-- begin GIVEN DATA --

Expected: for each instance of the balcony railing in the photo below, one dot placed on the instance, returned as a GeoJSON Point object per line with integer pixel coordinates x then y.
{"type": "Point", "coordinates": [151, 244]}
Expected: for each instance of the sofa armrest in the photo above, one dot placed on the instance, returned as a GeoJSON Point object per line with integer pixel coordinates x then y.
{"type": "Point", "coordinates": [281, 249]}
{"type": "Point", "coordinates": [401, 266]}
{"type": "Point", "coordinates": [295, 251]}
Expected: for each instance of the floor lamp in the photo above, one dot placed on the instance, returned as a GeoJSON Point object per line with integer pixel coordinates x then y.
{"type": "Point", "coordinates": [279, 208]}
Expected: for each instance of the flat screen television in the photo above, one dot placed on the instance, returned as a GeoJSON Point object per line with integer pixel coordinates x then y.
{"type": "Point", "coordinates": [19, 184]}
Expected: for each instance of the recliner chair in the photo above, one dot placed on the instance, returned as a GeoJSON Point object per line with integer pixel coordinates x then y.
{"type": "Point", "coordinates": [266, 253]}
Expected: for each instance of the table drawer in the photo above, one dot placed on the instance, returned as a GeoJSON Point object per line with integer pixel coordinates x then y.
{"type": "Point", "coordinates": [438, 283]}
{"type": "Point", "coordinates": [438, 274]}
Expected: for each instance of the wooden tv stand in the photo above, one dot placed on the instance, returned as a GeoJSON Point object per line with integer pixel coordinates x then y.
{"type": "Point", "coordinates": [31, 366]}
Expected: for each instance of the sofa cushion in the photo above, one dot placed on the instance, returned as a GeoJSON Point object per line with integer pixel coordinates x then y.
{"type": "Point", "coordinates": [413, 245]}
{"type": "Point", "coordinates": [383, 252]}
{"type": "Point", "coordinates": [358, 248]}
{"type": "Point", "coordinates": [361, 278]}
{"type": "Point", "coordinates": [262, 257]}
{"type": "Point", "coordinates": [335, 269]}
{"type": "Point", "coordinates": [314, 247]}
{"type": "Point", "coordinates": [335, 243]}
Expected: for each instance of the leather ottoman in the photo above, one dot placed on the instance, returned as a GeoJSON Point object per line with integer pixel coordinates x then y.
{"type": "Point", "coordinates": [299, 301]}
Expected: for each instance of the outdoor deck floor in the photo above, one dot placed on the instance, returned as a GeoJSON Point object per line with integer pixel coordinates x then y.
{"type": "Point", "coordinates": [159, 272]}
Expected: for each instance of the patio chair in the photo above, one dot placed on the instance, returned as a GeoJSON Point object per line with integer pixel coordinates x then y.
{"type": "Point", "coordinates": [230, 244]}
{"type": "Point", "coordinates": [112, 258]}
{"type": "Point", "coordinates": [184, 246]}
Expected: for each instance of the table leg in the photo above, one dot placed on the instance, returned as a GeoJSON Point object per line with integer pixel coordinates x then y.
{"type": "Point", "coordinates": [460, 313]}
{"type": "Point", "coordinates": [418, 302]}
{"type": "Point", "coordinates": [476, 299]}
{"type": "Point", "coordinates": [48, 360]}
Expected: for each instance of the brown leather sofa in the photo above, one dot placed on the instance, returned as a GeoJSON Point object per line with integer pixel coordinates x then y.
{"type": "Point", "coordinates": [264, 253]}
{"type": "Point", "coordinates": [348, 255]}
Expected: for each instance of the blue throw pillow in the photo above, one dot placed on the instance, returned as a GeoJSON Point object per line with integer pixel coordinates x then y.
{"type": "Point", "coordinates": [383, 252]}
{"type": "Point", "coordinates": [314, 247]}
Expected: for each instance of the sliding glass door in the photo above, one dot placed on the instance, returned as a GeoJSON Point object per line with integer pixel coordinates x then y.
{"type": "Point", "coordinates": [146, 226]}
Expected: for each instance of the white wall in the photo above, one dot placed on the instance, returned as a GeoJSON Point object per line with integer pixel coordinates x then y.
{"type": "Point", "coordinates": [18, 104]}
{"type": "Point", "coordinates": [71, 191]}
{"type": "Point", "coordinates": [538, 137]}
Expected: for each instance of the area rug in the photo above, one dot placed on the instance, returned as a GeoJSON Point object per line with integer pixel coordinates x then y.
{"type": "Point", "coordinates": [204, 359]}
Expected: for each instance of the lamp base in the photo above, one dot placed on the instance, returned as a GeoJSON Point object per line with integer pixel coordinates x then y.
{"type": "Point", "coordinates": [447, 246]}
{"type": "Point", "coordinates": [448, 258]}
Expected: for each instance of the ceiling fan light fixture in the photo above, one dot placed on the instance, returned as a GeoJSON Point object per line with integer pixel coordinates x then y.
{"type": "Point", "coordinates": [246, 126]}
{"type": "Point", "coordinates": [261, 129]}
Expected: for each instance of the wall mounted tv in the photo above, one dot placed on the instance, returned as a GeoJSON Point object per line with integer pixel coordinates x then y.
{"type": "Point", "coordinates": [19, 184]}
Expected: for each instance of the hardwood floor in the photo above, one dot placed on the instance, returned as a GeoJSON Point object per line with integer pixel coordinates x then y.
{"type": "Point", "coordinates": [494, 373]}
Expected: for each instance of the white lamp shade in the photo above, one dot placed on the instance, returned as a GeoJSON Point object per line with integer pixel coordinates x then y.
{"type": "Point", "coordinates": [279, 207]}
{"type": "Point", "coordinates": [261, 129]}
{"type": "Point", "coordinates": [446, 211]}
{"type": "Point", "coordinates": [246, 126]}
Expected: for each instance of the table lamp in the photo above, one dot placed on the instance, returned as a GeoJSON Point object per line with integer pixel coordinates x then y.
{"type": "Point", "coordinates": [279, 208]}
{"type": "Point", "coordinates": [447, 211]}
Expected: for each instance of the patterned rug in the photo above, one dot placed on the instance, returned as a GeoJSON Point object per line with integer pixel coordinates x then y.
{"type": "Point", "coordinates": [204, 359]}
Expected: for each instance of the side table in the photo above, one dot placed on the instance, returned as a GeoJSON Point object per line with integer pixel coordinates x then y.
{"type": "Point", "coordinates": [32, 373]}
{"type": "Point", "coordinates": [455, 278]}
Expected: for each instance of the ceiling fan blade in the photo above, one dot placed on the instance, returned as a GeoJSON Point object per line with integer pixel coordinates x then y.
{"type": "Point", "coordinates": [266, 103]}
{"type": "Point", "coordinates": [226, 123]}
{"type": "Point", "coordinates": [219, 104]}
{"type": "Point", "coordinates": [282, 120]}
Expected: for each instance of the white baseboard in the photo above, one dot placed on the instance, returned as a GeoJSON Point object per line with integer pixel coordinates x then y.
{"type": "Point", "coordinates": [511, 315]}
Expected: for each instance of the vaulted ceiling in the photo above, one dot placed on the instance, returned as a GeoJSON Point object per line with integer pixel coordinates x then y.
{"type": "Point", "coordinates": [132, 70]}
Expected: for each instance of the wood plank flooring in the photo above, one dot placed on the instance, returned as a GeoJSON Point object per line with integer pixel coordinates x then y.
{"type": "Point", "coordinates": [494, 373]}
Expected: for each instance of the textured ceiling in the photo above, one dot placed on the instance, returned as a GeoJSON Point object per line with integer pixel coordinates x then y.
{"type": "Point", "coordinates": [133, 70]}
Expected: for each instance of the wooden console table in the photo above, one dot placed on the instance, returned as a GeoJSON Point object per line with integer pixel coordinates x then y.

-- end GIVEN DATA --

▸ **TASK DETAILS**: Can you reproduce the material above line for line, with nothing changed?

▸ **RESPONSE TO THE EXERCISE**:
Expected: for each instance of the balcony railing in the photo below, one dot placed on the instance, returned as a GeoJSON Point object per line with integer pixel coordinates x then y.
{"type": "Point", "coordinates": [151, 244]}
Expected: for each instance of the sofa armrest in the photo above, one dot placed on the instance, returned as a GeoJSON Point object per line with integer pixel coordinates x then y.
{"type": "Point", "coordinates": [281, 249]}
{"type": "Point", "coordinates": [401, 266]}
{"type": "Point", "coordinates": [295, 251]}
Expected: for each instance of the floor lamp in the photo above, one dot placed on the instance, returned as a GeoJSON Point object per line with integer pixel coordinates x then y.
{"type": "Point", "coordinates": [279, 208]}
Expected: for each instance of the flat screen television in the photo above, one dot placed on the instance, returned as a GeoJSON Point object per line with integer pixel coordinates x then y.
{"type": "Point", "coordinates": [19, 184]}
Expected: for each instance of the recliner chair in the photo above, one dot placed on the instance, returned as a GeoJSON Point object per line with integer pixel coordinates x then y.
{"type": "Point", "coordinates": [266, 253]}
Expected: for each instance of the table drawer in the photo above, one dot placed on the instance, returned as a GeoJSON Point object per line with integer pixel coordinates x then y.
{"type": "Point", "coordinates": [438, 283]}
{"type": "Point", "coordinates": [438, 274]}
Expected: for each instance of the wooden tv stand in the photo above, one dot placed on the instance, returned as a GeoJSON Point object per line with integer pixel coordinates x then y.
{"type": "Point", "coordinates": [31, 366]}
Expected: for each instance of the sofa cushion in the photo above, one dot placed on the instance, returned as a GeoJSON Point object per line with integer pixel coordinates x then y.
{"type": "Point", "coordinates": [413, 245]}
{"type": "Point", "coordinates": [383, 252]}
{"type": "Point", "coordinates": [358, 248]}
{"type": "Point", "coordinates": [361, 278]}
{"type": "Point", "coordinates": [262, 257]}
{"type": "Point", "coordinates": [335, 269]}
{"type": "Point", "coordinates": [314, 247]}
{"type": "Point", "coordinates": [335, 243]}
Expected: for each instance of the leather ottoman in the photo above, one dot placed on the instance, returned as a GeoJSON Point object per line with integer pixel coordinates x then y.
{"type": "Point", "coordinates": [299, 301]}
Expected: for each instance of the outdoor deck floor in the photo above, one dot placed on the instance, returned as a GeoJSON Point object per line with integer pixel coordinates x then y.
{"type": "Point", "coordinates": [159, 272]}
Expected: for each instance of the patio chair in the photo above, one dot placed on the instance, returned as a GeoJSON Point object per line with integer pixel coordinates x then y.
{"type": "Point", "coordinates": [230, 244]}
{"type": "Point", "coordinates": [112, 258]}
{"type": "Point", "coordinates": [184, 246]}
Expected: for each instance of the table leg in the photo above, one dot placed on the instance, returned as a GeoJSON Point object per line with integer pixel coordinates x then y.
{"type": "Point", "coordinates": [460, 313]}
{"type": "Point", "coordinates": [418, 302]}
{"type": "Point", "coordinates": [476, 299]}
{"type": "Point", "coordinates": [48, 360]}
Expected: for each instance of the brown leather sofa in the photo above, one dot placed on the instance, returned as a GeoJSON Point object per line with integer pixel coordinates x then y.
{"type": "Point", "coordinates": [264, 253]}
{"type": "Point", "coordinates": [348, 255]}
Expected: for each instance of the blue throw pillow in the photo above, one dot placed on the instance, returned as a GeoJSON Point object per line with integer pixel coordinates x then y.
{"type": "Point", "coordinates": [383, 252]}
{"type": "Point", "coordinates": [314, 247]}
Expected: for each instance of the sliding glass door in the photo above, one dot placed on the instance, returned as a GeoJSON Point object per line with integer pixel coordinates x then y.
{"type": "Point", "coordinates": [146, 226]}
Expected: for each instance of the white wall in the photo above, one dot placed on the instance, returned as a GeoJSON Point object per line with integer pixel coordinates x then y.
{"type": "Point", "coordinates": [18, 104]}
{"type": "Point", "coordinates": [71, 191]}
{"type": "Point", "coordinates": [538, 137]}
Expected: for each instance of the area rug in the photo above, one dot placed on the instance, returned as a GeoJSON Point object per line with integer pixel coordinates x then y.
{"type": "Point", "coordinates": [204, 359]}
Expected: for each instance of the lamp base in the photo above, one dot placed on the instance, returned as a GeoJSON Point object per line with integer pixel coordinates x then y.
{"type": "Point", "coordinates": [447, 246]}
{"type": "Point", "coordinates": [448, 258]}
Expected: for each instance of the ceiling fan light fixture in the photo above, one dot placed on the instance, returned as a GeoJSON Point object per line with integer pixel coordinates x then y.
{"type": "Point", "coordinates": [246, 126]}
{"type": "Point", "coordinates": [261, 129]}
Expected: for each instance of the wall mounted tv in the photo above, one dot placed on the instance, returned as a GeoJSON Point object per line with integer pixel coordinates x then y.
{"type": "Point", "coordinates": [19, 184]}
Expected: for each instance of the hardwood floor in the photo above, one dot placed on the instance, returned as a GeoJSON Point object per line with integer pixel coordinates x then y.
{"type": "Point", "coordinates": [494, 373]}
Expected: for each instance of the white lamp shade in the photo above, one dot placed on the instance, returned as a GeoJSON Point object per line with integer pixel coordinates x then y.
{"type": "Point", "coordinates": [279, 207]}
{"type": "Point", "coordinates": [261, 129]}
{"type": "Point", "coordinates": [446, 211]}
{"type": "Point", "coordinates": [246, 126]}
Expected: for each instance of the table lamp in the photo above, one dot placed on the instance, returned as a GeoJSON Point object per line with integer pixel coordinates x then y.
{"type": "Point", "coordinates": [279, 208]}
{"type": "Point", "coordinates": [447, 211]}
Expected: for each instance of the patterned rug in the photo above, one dot placed on the instance, returned as a GeoJSON Point object per line with integer pixel coordinates x then y.
{"type": "Point", "coordinates": [204, 359]}
Expected: for each instance of the side table in the photo above, one dot placed on the instance, returned as a GeoJSON Point object per line with integer pixel coordinates x then y.
{"type": "Point", "coordinates": [32, 373]}
{"type": "Point", "coordinates": [455, 278]}
Expected: for each instance of the ceiling fan blade in the photo above, one dot placed on the instance, returned as a GeoJSON Point object per line with integer pixel coordinates x then y.
{"type": "Point", "coordinates": [266, 103]}
{"type": "Point", "coordinates": [226, 123]}
{"type": "Point", "coordinates": [219, 104]}
{"type": "Point", "coordinates": [282, 120]}
Expected: for each instance of the white baseboard in the photo above, one dot placed on the instance, returned as a GeoJSON Point object per line with integer pixel coordinates x then y.
{"type": "Point", "coordinates": [511, 315]}
Expected: for each instance of the vaulted ceiling in the photo above, one dot placed on the instance, returned as a GeoJSON Point object per line with integer pixel coordinates x then y.
{"type": "Point", "coordinates": [132, 70]}
Expected: for each instance of the wood plank flooring in the photo above, one dot placed on the instance, returned as a GeoJSON Point object per line with integer pixel coordinates x then y.
{"type": "Point", "coordinates": [494, 373]}
Expected: for each instance of the textured ceiling in the photo above, one dot placed on the instance, returned as a GeoJSON Point object per line with integer pixel coordinates x then y.
{"type": "Point", "coordinates": [133, 70]}
Expected: for each instance of the wooden console table in the photo above, one dot placed on the instance, returned as a GeoJSON Point object per line with integer pixel coordinates x then y.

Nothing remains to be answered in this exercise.